▶
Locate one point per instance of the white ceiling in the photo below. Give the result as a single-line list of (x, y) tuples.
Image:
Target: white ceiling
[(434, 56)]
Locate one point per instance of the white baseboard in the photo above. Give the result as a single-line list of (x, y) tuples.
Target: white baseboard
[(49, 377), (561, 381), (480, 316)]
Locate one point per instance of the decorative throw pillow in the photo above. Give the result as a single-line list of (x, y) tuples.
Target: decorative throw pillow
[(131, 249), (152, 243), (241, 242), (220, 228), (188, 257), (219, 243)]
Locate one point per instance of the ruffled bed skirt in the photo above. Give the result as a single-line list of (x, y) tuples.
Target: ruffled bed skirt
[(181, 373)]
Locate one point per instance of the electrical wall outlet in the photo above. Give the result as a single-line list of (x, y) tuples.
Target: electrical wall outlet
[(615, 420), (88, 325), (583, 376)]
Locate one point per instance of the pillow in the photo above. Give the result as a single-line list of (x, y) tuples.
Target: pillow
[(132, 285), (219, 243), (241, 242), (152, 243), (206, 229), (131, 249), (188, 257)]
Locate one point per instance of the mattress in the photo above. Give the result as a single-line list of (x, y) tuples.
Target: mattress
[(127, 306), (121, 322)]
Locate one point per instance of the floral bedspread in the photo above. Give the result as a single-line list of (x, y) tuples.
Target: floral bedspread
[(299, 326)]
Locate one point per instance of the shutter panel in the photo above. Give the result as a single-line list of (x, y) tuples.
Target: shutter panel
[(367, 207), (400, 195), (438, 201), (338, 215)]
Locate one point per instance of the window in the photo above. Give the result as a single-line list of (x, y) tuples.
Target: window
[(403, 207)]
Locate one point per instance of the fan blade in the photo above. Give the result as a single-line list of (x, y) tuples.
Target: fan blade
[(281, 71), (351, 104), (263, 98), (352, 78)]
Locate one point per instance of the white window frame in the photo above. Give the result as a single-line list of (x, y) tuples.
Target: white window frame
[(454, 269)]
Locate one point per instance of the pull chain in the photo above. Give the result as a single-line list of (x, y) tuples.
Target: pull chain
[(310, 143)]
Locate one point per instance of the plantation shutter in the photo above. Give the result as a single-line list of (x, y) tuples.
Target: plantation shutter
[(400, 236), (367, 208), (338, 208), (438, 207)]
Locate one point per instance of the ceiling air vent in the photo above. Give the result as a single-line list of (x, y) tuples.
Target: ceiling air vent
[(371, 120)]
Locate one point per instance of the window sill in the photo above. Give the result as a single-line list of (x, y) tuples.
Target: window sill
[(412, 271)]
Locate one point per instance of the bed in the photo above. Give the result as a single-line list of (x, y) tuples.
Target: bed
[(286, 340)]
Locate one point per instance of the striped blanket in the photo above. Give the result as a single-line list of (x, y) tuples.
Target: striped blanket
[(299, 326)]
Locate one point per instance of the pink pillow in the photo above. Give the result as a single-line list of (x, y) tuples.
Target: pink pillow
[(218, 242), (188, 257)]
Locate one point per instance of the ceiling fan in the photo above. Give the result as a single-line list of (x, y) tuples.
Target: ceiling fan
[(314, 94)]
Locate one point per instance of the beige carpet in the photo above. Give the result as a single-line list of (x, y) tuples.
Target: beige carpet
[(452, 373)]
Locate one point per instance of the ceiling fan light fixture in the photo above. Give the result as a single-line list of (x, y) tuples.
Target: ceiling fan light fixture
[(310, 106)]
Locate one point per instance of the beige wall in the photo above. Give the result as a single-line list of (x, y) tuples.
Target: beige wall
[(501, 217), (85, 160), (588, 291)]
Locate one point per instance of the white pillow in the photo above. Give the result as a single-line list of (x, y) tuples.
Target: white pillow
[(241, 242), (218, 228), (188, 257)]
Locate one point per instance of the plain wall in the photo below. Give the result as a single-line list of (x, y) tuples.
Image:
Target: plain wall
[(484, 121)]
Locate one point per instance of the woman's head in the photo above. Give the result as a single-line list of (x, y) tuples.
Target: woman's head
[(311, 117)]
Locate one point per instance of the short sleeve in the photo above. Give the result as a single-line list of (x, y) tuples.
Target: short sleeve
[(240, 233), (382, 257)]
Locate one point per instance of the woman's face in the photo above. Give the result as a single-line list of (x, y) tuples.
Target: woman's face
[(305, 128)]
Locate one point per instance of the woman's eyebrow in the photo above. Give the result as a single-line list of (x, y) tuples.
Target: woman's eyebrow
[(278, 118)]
◀
DIRECTIONS: Convert the records into a two-column CSV with the header instruction,response and one row per record. Put each record's text and its answer in their own quoted fields, and replace any line breaks with spaces.

COMPLETE OUTPUT:
instruction,response
"Locate one point per instance of the white ceiling in the photo below. Give the result as a single-line list of (x, y) tuples. Image: Target: white ceiling","[(434, 56)]"
"Locate one point per instance of the white baseboard in the photo above. Give the result as a single-line list of (x, y) tuples. Target: white baseboard","[(49, 377), (561, 381), (480, 316)]"
"Locate one point per instance of the decorative throw pillow in the photo above. Give the result as a single-line list of (x, y) tuples. Target: decorative throw pillow","[(131, 249), (152, 243), (241, 242), (220, 228), (188, 257), (219, 243)]"
"Locate one point per instance of the ruffled bed skirt in the photo above. Give the result as a single-line list of (x, y) tuples. Target: ruffled bed skirt","[(181, 373)]"
"Locate one point per instance of the electrical wall outlet in the photo above. Give the result as a single-line list of (x, y) tuples. Target: electrical wall outlet","[(615, 420), (88, 325), (583, 376)]"
"Locate one point per instance of the pillow in the photo above. Give the result as a single-line list of (x, y) tuples. Target: pillow","[(132, 285), (219, 243), (241, 242), (152, 243), (206, 229), (131, 249), (188, 257)]"
"Locate one point per instance of the mattress in the photo above. Give the result as a single-line list of (x, y) tuples. Target: mattress","[(127, 306), (121, 322)]"
"Locate one point per instance of the floral bedspread in the photo above. Give the result as a single-line list of (x, y) tuples. Target: floral bedspread","[(299, 326)]"
"Locate one point per instance of the shutter panel in the photo above. Give the result as a single-line list of (x, y) tuples. Target: shutter panel","[(367, 207), (400, 195), (438, 201), (338, 215)]"
"Locate one point per instance of the window in the photo above. Give the result as a single-line list of (x, y) tuples. Target: window","[(403, 207)]"
"Locate one point per instance of the fan blade in the photo above. Give the result as a single-line list of (x, y) tuples. Target: fan blade","[(281, 71), (351, 104), (263, 98), (352, 78)]"
"Locate one point per instance of the white window frame in the photo above. Give the result as a single-line list of (x, y) tuples. Target: white window frame","[(454, 269)]"
"Locate one point per instance of the pull chain in the photo above. Give the result as a single-line list of (x, y) tuples. Target: pull chain","[(310, 143)]"
"Locate one point per instance of the plantation shutter in the photo above. Give the result as a single-line list of (x, y) tuples. Target: plantation shutter","[(400, 236), (367, 208), (338, 208), (438, 207)]"
"Locate one point per instance of the ceiling air vent in the photo above. Give the result as a single-line list of (x, y) tuples. Target: ceiling air vent","[(371, 120)]"
"Locate one point per instance of the window sill in the photo above. Give the result as a single-line list of (x, y) tuples. Target: window sill","[(412, 271)]"
"Locate one point per instance of the bed in the photo above. Give the result as a single-line list of (x, y) tuples. Target: bed","[(286, 340)]"
"Locate one point per instance of the striped blanket in the photo above. Give the result as a single-line list of (x, y) tuples. Target: striped blanket","[(299, 326)]"
"Locate one point per instance of the pink pillow in the photo above. Give the result as a single-line list of (x, y) tuples. Target: pink pillow","[(218, 242), (188, 257)]"
"Locate one point per instance of the ceiling fan in the photo above. Give the result as a single-line list of (x, y) tuples. Target: ceiling fan","[(314, 94)]"
"Locate one point per instance of the beige carpet in the photo above. Give the result as a single-line list of (x, y) tuples. Target: beige carpet","[(452, 373)]"
"Locate one point per instance of the ceiling fan light fixture in the photo above. Give the result as a single-line list of (x, y) tuples. Target: ceiling fan light fixture","[(310, 106)]"
"Locate one point per instance of the beige wall in the photo above. Give the result as a single-line list of (x, y) tuples. Target: beige wall","[(501, 217), (85, 160), (588, 291)]"
"Locate one point per instance of the white pillow in the photo above. Give the result as a single-line list of (x, y) tuples. Target: white pillow","[(241, 242), (218, 228), (188, 257)]"
"Locate one point per instance of the plain wall in the photo below. Give the result as a single-line list of (x, y) tuples. Image: Target: plain wall","[(484, 121)]"
"Locate one point per instance of the woman's head in the photo above. Give the result as a single-line list of (x, y) tuples. Target: woman's head","[(311, 117)]"
"Locate one point per instance of the short sleeve in the photo above. Give the result as a single-line list of (x, y) tuples. Target: short sleeve","[(240, 233), (382, 257)]"
"Locate one point per instance of the woman's face in the photo above. Give the result as a single-line list of (x, y) tuples. Target: woman's face","[(305, 128)]"
"Locate one point per instance of the woman's eyebrow in the photo above. Give the result as a single-line list of (x, y) tuples. Target: woman's eyebrow","[(278, 118)]"